*** Предложенный текст ***

Хлебников так глубоко проник в русский язык, что его оттуда “не вытащить”. Он, конечно, скорее метагеолог русского языка, но по отношению к русской словесности он – геоморфолог. Хлебников формует, печет саму карту русской словесности, размещая словоформы гео-графически. Наивное евразийство Хлебникова очевидно в его статье “О расширении русской словесности”, однако дело серьезнее: его словесные ориентации настолько архаичны, что действительно расширяют слово “Россия” по всем азимутам. Морфоструктуры и морфоскульптуры поэта (таковы концептуальные термины геоморфологии) сдвигают, раздвигают, сбрасывают, вновь сдвигают словесные толщи “ожиревшей” словесности, чьи накопившиеся серость и выравненность требуют разноцветья и живых космогоний. Хлебников там, где слово “Москва” – лишь повод для разгрома не слишком удачной фонетики, где границы слов – лишь переходные зоны в ясной и недвусмысленной геополитике языка. Нет большего словесного империалиста, чем Хлебников: его карта есть испещренное значками аннексий и захватов пространство слишком взаимосвязанных и взаимно обязанных словес – слов, зависающих в воздушном грунте корневых поисков.
Мандельштам обращен на Запад. Неслучайны его статья о Чаадаеве и стихотворение “Декабрист”. Он весь там, в Европе, переживая ее подъемы и крушения. “Разговор о Данте” – в сущности, полная эмиграция, эмиграция в другую словесность, которая может быть русской только внутри европейской. “Тоска по мировой культуре” Мандельштама есть его язык, разлагающий русскую словесность на обжитость латинских корней и спряжений и ритмичность римских паломничеств. В заметках о Палласе поэт схватил нерв немецкого (европейского) понимания пространства как ритма всеохватывающей и всесокрушающей культуры. Словесная архитектура Мандельштама способна бесконечно строить “Кельнский собор” русской словесности, срываясь в хронотопическое бессловье, степное кочевье размытых словес. Сеть “римских дорог” Мандельштама в пространстве русской литературы то исчезает под снегом и ужасом скифских образов, то вновь обнажается во время стилевой распутицы. В самом деле, надо “отменить” Россию, чтобы, наконец, на ее пустом месте найти или построить совершенное готическое здание русской словесности. Западная Европа Мандельштама есть идеал словесной метакарто-
графии, где итинерарии и периплы различных языков слиты в гармоническую массу “круга земель”, где русская словесность – лишь особо “крутой маршрут”.
Произведения Андрея Белого пронизаны токами антропоморфной земли Юга. Этот Юг понятен – он средиземноморский, греческий по словесной энергии. Язык Белого разбрасывает, выводит колонии образов вовне подобно древнегреческим городам. В то же время русская словесность, литература, становится на путях Белого очень изрезанной, полуостровной, островной, приобретая тот морской, моряцкий шик, которого ей, неуклюже-материковой, так не хватает. Именно Андрей Белый в “Глоссолалии”, “Москве”, “Котике Летаеве”, “Симфониях” создает тот словесный рельеф, когда в нежной утренней/вечерней дымке метафор проясняется на горизонте языка небесная линия метафизических оснований России, но также – мягкий долинный пейзаж укрощенного, хорошо обработанного, укорененного синтаксиса. Белый – первый сознательный картограф русской словесности; он первый сделал набросок карты русского языка, где центр, конечно, – Восточное Средиземноморье.

***

**Задания**.
1. Кто в тексте о карте русской словесности назван первым сознательным картографом русской словесности?
2. Продолжите текст о карте русской словесности после его последнего предложения.

*** Исходные материалы ***

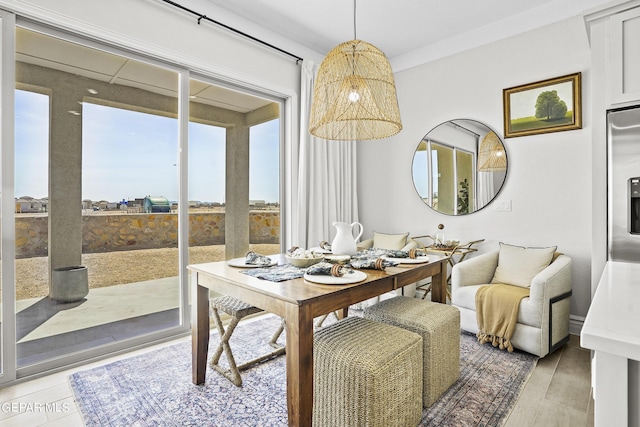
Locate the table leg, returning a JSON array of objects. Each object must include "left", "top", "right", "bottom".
[
  {"left": 191, "top": 285, "right": 209, "bottom": 384},
  {"left": 286, "top": 304, "right": 313, "bottom": 426},
  {"left": 431, "top": 262, "right": 447, "bottom": 304}
]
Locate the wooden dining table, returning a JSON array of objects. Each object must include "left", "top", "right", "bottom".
[{"left": 187, "top": 254, "right": 447, "bottom": 426}]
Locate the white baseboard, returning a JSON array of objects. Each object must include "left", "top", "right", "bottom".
[{"left": 569, "top": 314, "right": 584, "bottom": 336}]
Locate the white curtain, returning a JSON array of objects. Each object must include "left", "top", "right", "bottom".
[{"left": 292, "top": 60, "right": 358, "bottom": 248}]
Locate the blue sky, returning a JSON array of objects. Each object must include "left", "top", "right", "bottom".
[{"left": 15, "top": 91, "right": 280, "bottom": 202}]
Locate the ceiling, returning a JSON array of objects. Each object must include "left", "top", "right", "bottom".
[
  {"left": 16, "top": 28, "right": 273, "bottom": 113},
  {"left": 198, "top": 0, "right": 610, "bottom": 71},
  {"left": 16, "top": 0, "right": 609, "bottom": 112}
]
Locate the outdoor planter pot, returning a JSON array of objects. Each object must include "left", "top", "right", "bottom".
[{"left": 49, "top": 265, "right": 89, "bottom": 302}]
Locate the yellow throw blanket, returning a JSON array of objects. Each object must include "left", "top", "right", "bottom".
[{"left": 476, "top": 283, "right": 529, "bottom": 352}]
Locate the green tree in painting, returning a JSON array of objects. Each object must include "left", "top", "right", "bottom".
[{"left": 536, "top": 90, "right": 567, "bottom": 120}]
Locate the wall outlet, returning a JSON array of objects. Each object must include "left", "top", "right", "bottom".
[{"left": 493, "top": 200, "right": 511, "bottom": 212}]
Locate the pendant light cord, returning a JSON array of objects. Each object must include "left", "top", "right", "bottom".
[{"left": 353, "top": 0, "right": 358, "bottom": 40}]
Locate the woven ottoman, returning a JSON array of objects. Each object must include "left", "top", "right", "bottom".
[
  {"left": 313, "top": 317, "right": 422, "bottom": 427},
  {"left": 364, "top": 297, "right": 460, "bottom": 407}
]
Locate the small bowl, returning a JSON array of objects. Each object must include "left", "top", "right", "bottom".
[{"left": 285, "top": 255, "right": 324, "bottom": 268}]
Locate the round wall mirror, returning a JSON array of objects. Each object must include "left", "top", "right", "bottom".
[{"left": 412, "top": 119, "right": 507, "bottom": 215}]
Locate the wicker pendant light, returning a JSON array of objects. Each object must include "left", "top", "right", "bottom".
[
  {"left": 309, "top": 0, "right": 402, "bottom": 141},
  {"left": 478, "top": 131, "right": 507, "bottom": 172}
]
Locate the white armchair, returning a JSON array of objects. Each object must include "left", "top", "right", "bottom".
[{"left": 451, "top": 247, "right": 571, "bottom": 357}]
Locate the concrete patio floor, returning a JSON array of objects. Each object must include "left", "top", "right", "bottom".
[{"left": 16, "top": 277, "right": 180, "bottom": 366}]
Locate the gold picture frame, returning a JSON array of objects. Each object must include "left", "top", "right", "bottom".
[{"left": 502, "top": 73, "right": 582, "bottom": 138}]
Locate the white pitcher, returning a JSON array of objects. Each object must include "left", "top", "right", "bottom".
[{"left": 331, "top": 222, "right": 364, "bottom": 255}]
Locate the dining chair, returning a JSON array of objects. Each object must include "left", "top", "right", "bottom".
[{"left": 210, "top": 296, "right": 285, "bottom": 387}]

***

**Ответы к заданиям**.
1. Андрей Белый.

2.
Русская литература откартографировала Россию так, что ее образ “разошелся”, растворился в образах смежных, производных. Язык, слово картографируют страну бессознательно, укореняясь порой совсем на иных реальных территориях и пространствах. Карта русской словесности создает образ другой страны, другой “России”, как если бы один и тот же образ жил, развивался в параллельных пространствах. В сущности, русская словесность живет гораздо южнее и западнее, чем территория, породившая и вскормившая ее; она словно бы сползает и оплывает на юг по карте реальной России. Однако есть один серьезный момент, дающий право говорить о естественной, хотя и опасной связи страны и словесности. Плоская, равнинная, пустынно-степная страна формирует язык(и), чьим важным вектором развития становятся разрежение, остепнение, выравнивание, утончение словесной ткани. Это сулит разрывы, прорехи, черные дыры бытия. Но эти же разрывы дают возможность взглянуть вверх и вниз, обнаружить рельеф языка, оценить энергию и мощь, силу пустоты, концентрирующей образ.
ГЕОПОЛИТИКА ЯЗЫКА
У ВЕЛИМИРА ХЛЕБНИКОВА
Я так долго думал о геополитике языка у Велимира Хлебникова, что даже “устал”. Этой мысли около десятка лет, она не дает мне покоя.
В самом деле, язык в произведениях Хлебникова ведет себя не так, как у других русских поэтов и писателей (за исключением, может быть, Андрея Платонова). Принципиальная особенность, черта его языка – не столько добраться до корней слов, архаизировать язык, сколько особая пространственность его словоизмерений. Конечно, азбука звездного языка, роль отдельных букв русского алфавита в пространственных контекстах были открыто декларированы поэтом, однако за рамками остается сама языковая ткань, языковое пространство его поэзии.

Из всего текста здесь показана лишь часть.